■ **THE TASKS**
a) In the indemnification bylaws excerpt, what do references to "fines" include?
b) Pick up the indemnification bylaws excerpt after its final sentence and continue it.

■ **EXCERPTED PASSAGE**
Section 8. Insurance
 
  The Corporation may purchase and maintain insurance on behalf of any person who is or was a director or officer of the Corporation, or is or was a director or officer of the Corporation serving at the request of the Corporation as a director, officer, employee or agent of another corporation, partnership, joint venture, trust or other enterprise against any liability asserted against such person and incurred by such person in any such capacity, or arising out of such person's status as such, whether or not the Corporation would have the power or the obligation to indemnify such person against such liability under the provisions of this Article VIII.
 
Section 9. Certain Definitions
 
  For purposes of this Article VIII, references to "the Corporation" shall include, in addition to the resulting corporation, any constituent corporation (including any constituent of a constituent) absorbed in a consolidation or merger which, if its separate existence had continued, would have had power and authority to indemnify its directors or officers, so that any person who is or was a director or officer of such constituent corporation, or is or was a director or officer of such constituent corporation serving at the request of such constituent corporation as a director, officer, employee or agent of another corporation, partnership, joint venture, trust or other enterprise, shall stand in the same position under the provisions of this Article VIII with respect to the resulting or surviving corporation as such person would have with respect to such constituent corporation if its separate existence had continued.  The term "another enterprise" as used in this Article VIII shall mean any other corporation or any partnership, joint venture, trust, employee benefit plan or other enterprise of which such person is or was serving at the request of the Corporation as a director, officer, employee or agent.  For purposes of this Article VIII, references to "fines" shall include any excise taxes assessed on a person with respect to an employee benefit plan; and references to "serving at the request of the Corporation" shall include any service as a director, officer, employee or agent of the Corporation which imposes duties on, or involves services by, such director or officer with respect to an employee benefit plan, its participants or beneficiaries; and a person who acted in good faith and in a manner such person reasonably believed to be in the interest of the participants and beneficiaries of an employee benefit plan shall be deemed to have acted in a manner "not opposed to the best interests of the Corporation" as referred to in this Article VIII.
 
- 42 - -

Section 10. Survival of Indemnification and Advancement of Expenses
 
  The indemnification and advancement of expenses provided by, or granted pursuant to, this Article VIII shall, unless otherwise provided when authorized or ratified, continue as to a person who has ceased to be a director or officer and shall inure to the benefit of the heirs, executors and administrators of such a person.

■ **DATASET EXCERPT**
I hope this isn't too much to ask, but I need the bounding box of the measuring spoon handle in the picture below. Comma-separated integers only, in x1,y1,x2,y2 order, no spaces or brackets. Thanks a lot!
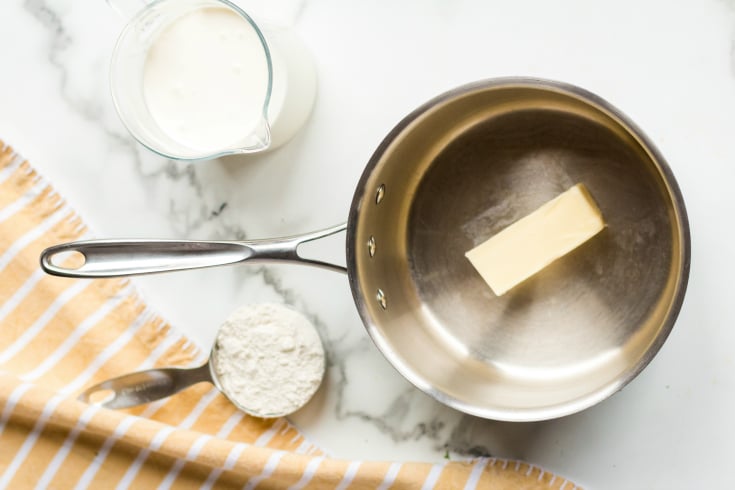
79,363,212,408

■ **THE ANSWERS**
a) They include any excise taxes assessed on a person with respect to an employee benefit plan.

b)
 
Section 11. Limitation on Indemnification
 
  Notwithstanding anything contained in this Article VIII to the contrary, except for proceedings to enforce rights to indemnification (which shall be governed by Section 5 of this Article VIII), the Corporation shall not be obligated to indemnify any director or officer (or his or her heirs, executors or personal or legal representatives) or advance expenses in connection with a proceeding (or part thereof) initiated by such person unless such proceeding (or part thereof) was authorized or consented to by the Board of Directors of the Corporation.
 
- 43 - -

Section 12. Indemnification of Employees and Agents
 
  The Corporation may, to the extent authorized from time to time by the Board of Directors, provide rights to indemnification and to the advancement of expenses to employees and agents of the Corporation similar to those conferred in this Article VIII to directors and officers of the Corporation.
 
 
ARTICLE IX
 
AMENDMENTS
 
Section 1. Amendments
 
  In furtherance and not in limitation of the powers conferred upon it by the laws of the State of Delaware, the Board of Directors shall have the power to adopt, amend, alter or repeal the Corporation's Bylaws.  The affirmative vote of at least a majority of the entire Board of Directors shall be required to adopt, amend, alter or repeal the Corporation's Bylaws.  The Corporation's Bylaws also may be adopted, amended, altered or repealed by the affirmative vote of the holders of at least two-thirds of the voting power of the shares of capital stock entitled to vote in connection with the election of directors of the Corporation.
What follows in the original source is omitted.